(Supplied entries Opens)
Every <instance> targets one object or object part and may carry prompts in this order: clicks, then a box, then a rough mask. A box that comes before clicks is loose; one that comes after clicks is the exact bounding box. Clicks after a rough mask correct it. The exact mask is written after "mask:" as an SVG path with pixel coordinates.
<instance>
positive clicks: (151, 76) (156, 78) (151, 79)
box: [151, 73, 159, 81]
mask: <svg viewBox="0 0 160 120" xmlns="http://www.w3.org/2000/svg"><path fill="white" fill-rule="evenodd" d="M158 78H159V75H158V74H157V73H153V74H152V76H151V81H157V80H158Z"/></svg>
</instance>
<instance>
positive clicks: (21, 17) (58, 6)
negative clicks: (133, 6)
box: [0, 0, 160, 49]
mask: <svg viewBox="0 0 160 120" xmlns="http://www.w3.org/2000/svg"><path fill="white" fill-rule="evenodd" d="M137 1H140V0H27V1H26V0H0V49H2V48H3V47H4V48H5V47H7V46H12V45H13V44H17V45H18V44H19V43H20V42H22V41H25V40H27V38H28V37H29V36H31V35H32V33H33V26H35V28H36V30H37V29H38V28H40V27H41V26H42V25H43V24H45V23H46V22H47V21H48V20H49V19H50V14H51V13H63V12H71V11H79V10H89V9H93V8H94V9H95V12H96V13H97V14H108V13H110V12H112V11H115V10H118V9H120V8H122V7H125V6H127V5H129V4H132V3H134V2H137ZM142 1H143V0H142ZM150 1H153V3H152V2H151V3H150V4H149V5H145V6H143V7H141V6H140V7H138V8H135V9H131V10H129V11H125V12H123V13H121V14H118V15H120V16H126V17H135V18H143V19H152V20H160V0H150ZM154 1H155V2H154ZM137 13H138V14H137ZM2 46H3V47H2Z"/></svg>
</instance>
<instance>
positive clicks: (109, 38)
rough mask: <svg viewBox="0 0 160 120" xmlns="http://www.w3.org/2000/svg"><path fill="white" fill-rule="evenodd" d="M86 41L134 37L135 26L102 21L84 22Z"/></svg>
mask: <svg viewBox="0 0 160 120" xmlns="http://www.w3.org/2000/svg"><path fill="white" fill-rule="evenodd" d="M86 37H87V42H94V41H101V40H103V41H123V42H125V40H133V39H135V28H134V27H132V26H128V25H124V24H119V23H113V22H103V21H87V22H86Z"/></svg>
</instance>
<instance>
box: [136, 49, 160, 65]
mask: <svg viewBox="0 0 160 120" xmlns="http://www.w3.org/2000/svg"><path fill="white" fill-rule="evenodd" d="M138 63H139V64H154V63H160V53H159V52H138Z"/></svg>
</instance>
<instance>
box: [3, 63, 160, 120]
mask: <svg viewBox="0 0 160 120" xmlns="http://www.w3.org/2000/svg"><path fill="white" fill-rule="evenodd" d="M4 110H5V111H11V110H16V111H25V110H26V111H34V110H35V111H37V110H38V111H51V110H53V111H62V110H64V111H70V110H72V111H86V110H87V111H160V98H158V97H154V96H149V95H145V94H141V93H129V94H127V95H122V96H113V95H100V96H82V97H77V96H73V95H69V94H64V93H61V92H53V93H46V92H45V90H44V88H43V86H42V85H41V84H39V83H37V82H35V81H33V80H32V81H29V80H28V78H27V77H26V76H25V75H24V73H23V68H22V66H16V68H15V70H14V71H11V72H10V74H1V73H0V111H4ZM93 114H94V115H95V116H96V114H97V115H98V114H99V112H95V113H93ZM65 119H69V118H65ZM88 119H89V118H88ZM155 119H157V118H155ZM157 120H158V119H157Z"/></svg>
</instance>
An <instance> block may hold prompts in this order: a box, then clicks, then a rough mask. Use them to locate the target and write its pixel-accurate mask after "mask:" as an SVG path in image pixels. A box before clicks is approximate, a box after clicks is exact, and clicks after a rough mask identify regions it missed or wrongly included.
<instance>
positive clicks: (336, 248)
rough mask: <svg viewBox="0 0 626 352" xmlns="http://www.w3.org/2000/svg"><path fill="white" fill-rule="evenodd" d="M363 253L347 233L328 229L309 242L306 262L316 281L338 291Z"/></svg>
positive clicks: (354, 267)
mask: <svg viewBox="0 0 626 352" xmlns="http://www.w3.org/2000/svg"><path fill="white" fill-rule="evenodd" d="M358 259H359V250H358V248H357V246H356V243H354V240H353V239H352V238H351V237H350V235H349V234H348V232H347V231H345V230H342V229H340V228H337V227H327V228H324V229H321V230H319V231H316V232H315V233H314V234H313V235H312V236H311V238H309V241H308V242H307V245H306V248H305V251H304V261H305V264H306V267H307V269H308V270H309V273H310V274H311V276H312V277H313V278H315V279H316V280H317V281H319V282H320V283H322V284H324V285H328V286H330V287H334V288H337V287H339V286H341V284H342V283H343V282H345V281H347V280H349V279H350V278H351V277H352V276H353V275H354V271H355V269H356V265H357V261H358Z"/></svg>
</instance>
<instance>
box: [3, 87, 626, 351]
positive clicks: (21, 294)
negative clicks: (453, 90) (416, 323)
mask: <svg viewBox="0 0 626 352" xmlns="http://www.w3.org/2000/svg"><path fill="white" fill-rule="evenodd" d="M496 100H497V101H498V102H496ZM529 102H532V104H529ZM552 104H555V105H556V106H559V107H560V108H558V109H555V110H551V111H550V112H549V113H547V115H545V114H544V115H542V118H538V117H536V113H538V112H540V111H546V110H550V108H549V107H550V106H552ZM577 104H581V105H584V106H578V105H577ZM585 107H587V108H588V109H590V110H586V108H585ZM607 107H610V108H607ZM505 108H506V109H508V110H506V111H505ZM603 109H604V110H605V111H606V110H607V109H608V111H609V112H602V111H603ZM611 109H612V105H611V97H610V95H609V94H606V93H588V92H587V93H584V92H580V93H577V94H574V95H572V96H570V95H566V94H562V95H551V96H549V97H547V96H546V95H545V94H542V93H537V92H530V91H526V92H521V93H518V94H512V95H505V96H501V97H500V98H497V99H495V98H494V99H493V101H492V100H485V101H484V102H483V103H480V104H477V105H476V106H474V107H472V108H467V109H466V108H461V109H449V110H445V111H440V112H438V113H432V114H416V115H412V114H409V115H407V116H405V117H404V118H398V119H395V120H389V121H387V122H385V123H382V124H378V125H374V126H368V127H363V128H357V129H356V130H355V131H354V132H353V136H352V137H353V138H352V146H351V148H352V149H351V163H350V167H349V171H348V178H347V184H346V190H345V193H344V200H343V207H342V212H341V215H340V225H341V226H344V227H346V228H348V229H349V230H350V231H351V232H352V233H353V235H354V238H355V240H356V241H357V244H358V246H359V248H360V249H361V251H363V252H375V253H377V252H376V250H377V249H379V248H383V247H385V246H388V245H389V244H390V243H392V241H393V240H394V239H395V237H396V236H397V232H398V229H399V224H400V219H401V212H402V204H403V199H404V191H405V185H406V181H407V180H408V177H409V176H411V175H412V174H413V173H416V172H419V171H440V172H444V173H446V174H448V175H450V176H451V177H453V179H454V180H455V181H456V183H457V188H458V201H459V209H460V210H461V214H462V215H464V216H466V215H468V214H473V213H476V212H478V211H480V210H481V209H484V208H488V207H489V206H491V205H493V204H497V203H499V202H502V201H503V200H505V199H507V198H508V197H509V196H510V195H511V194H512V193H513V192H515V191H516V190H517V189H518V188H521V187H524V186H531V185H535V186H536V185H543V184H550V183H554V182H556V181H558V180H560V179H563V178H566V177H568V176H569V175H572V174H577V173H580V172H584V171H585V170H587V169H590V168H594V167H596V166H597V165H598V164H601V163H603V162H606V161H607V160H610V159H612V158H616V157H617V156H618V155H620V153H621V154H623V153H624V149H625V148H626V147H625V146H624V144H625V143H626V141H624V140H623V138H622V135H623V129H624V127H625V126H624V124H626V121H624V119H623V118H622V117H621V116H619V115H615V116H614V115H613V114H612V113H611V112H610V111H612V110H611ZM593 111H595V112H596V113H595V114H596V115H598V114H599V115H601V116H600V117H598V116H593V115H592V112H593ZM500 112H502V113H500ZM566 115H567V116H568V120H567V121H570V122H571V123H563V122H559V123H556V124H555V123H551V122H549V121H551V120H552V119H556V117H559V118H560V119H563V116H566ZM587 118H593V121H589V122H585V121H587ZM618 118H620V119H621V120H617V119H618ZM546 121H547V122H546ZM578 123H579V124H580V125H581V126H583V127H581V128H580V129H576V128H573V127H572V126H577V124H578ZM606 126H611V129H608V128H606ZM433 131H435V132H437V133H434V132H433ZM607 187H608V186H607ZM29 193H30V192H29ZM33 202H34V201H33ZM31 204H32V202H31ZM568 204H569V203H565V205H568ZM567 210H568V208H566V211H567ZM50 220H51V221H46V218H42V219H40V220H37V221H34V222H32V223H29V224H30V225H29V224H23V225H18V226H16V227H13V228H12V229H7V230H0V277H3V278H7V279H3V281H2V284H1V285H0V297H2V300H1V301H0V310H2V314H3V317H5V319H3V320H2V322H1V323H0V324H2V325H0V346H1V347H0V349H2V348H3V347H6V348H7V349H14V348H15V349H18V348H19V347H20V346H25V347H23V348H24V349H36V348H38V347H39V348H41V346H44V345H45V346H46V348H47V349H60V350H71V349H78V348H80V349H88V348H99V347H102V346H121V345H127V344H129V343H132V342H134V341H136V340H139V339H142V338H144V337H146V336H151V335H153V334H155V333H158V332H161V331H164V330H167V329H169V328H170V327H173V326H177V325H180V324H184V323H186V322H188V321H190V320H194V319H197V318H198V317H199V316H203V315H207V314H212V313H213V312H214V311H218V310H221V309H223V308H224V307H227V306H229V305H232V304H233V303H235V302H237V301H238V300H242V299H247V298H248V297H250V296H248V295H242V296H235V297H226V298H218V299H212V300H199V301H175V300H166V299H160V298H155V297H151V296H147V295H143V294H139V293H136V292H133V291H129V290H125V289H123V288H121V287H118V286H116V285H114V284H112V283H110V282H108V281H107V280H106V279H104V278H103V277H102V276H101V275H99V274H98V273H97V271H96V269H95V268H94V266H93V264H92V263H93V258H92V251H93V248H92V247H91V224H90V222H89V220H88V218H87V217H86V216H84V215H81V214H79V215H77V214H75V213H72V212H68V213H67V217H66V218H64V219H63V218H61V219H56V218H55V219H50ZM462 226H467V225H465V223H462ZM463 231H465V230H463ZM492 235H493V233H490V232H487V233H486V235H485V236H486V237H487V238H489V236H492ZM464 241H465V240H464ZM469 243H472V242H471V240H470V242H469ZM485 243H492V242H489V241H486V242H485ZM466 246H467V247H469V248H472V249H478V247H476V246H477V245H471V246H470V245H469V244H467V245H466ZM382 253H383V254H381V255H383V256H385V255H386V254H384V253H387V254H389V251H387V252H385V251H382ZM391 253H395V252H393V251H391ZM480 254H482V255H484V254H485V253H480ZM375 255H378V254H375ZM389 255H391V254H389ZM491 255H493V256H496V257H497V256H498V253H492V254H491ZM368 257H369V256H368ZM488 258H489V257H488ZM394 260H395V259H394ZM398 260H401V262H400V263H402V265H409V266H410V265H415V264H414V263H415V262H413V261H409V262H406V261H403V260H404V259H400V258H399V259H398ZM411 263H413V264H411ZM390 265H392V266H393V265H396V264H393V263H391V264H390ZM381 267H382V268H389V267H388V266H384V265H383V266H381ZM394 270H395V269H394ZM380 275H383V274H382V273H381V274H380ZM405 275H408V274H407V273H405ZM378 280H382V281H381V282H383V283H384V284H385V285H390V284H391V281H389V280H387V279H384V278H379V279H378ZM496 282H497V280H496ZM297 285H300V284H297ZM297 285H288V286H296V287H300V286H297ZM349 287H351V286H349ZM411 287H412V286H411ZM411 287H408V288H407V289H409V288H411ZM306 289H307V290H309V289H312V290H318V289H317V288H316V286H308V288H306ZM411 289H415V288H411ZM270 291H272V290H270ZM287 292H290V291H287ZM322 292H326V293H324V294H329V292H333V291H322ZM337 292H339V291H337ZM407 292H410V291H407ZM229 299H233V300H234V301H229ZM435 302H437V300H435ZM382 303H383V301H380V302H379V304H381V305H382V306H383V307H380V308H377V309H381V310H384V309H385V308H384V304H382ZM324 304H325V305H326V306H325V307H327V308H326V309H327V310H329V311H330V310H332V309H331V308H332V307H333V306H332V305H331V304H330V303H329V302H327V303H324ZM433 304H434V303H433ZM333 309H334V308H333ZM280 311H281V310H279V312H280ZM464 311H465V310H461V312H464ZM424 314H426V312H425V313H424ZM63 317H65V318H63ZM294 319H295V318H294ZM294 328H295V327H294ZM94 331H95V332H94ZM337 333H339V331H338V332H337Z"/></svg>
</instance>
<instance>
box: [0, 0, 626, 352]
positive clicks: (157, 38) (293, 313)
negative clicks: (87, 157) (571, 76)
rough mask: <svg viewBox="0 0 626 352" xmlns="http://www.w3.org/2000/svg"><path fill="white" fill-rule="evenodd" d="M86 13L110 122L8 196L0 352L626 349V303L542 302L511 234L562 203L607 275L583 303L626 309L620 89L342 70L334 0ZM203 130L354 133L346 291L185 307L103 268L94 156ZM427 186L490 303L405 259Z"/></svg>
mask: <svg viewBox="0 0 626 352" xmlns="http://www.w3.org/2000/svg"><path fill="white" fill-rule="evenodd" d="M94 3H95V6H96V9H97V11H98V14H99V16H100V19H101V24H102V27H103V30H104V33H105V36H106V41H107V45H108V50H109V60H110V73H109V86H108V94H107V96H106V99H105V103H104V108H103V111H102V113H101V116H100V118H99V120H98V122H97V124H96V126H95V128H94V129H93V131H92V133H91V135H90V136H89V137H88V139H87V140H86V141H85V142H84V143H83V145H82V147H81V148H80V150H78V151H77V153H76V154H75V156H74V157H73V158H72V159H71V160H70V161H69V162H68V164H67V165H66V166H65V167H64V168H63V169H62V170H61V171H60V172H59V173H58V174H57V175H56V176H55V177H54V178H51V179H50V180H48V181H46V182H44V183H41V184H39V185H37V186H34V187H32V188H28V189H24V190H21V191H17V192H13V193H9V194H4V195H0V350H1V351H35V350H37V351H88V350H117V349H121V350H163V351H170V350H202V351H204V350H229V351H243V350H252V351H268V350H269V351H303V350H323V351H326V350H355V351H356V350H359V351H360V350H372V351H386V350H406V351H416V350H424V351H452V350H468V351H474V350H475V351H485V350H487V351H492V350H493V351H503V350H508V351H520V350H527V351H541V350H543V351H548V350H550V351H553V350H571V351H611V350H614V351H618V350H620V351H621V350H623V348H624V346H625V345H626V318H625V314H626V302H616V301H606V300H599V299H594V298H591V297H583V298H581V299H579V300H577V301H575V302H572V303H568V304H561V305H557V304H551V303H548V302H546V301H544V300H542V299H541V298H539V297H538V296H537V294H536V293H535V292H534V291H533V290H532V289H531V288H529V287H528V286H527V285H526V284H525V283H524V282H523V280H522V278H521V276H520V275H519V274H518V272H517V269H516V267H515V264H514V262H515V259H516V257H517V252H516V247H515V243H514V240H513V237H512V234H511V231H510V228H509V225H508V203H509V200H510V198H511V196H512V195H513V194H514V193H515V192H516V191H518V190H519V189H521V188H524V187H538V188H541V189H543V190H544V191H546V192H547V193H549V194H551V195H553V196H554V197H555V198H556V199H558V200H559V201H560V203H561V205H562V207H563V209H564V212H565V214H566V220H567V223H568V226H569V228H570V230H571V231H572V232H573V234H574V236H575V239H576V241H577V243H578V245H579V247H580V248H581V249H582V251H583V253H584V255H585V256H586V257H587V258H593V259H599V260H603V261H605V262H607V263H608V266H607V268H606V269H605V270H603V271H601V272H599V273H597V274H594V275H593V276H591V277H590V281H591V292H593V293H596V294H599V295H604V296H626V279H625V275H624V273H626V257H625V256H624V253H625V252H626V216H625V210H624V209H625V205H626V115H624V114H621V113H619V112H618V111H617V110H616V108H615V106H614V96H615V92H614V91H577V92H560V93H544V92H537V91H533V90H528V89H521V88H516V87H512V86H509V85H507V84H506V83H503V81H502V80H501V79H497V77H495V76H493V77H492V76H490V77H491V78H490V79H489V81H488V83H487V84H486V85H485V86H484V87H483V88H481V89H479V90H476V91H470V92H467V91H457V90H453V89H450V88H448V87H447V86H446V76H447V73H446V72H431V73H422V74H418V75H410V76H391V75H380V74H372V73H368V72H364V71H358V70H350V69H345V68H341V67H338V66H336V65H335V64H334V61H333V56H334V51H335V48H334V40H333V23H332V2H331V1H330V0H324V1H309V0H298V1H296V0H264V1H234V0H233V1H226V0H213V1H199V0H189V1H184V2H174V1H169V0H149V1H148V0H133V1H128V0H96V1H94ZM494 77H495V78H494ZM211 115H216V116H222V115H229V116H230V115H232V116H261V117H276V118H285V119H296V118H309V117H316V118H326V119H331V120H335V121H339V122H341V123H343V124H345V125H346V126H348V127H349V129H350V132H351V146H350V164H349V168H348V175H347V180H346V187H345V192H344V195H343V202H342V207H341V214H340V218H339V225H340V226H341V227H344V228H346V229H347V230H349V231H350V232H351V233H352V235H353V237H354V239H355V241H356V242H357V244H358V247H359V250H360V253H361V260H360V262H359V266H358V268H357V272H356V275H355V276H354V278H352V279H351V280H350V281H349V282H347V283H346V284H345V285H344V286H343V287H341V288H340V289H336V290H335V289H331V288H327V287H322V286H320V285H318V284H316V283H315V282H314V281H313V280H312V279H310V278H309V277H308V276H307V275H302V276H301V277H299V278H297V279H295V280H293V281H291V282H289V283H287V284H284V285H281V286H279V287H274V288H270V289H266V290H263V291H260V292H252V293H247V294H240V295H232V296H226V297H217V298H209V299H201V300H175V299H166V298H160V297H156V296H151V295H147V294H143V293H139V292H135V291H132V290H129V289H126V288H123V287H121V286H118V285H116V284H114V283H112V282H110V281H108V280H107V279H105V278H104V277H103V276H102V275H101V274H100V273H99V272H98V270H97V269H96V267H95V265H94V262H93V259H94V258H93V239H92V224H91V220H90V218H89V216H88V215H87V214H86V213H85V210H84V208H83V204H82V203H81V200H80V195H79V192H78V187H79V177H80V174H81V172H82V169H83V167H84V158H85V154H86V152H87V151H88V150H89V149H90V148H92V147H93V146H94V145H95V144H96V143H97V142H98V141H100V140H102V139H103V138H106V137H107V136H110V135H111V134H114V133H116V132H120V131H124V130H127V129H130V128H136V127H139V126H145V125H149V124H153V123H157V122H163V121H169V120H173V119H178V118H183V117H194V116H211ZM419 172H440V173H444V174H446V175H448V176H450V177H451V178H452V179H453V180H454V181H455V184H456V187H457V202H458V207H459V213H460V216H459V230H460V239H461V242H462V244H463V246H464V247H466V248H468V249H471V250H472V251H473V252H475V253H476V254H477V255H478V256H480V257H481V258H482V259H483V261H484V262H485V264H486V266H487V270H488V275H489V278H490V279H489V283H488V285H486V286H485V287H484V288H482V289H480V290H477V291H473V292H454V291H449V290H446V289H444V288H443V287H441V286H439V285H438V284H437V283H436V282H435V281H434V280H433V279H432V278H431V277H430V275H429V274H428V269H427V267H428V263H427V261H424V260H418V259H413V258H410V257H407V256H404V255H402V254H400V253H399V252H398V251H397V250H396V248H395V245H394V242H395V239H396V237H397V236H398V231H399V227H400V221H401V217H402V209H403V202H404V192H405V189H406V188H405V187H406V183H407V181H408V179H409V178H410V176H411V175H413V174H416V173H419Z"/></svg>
(Supplied entries Closes)
To do
Filter the material for the word "then" and copy each matching line.

Result of the task
Every <instance> targets one object or object part and may carry prompts in this order: clicks, then a box, then a rough mask. A box that comes before clicks is loose; one that comes after clicks is the exact bounding box. Clicks after a rough mask correct it. The exact mask is written after "mask:" as an SVG path with pixel coordinates.
An <instance> block may hold prompts in this order: a box, then clicks, then a rough mask. Use them to locate the target and write its pixel-accurate mask after "mask:" as an SVG path in image pixels. A box before clicks is approximate, a box after clicks is exact, and clicks after a rough mask identify regions it missed or wrongly included.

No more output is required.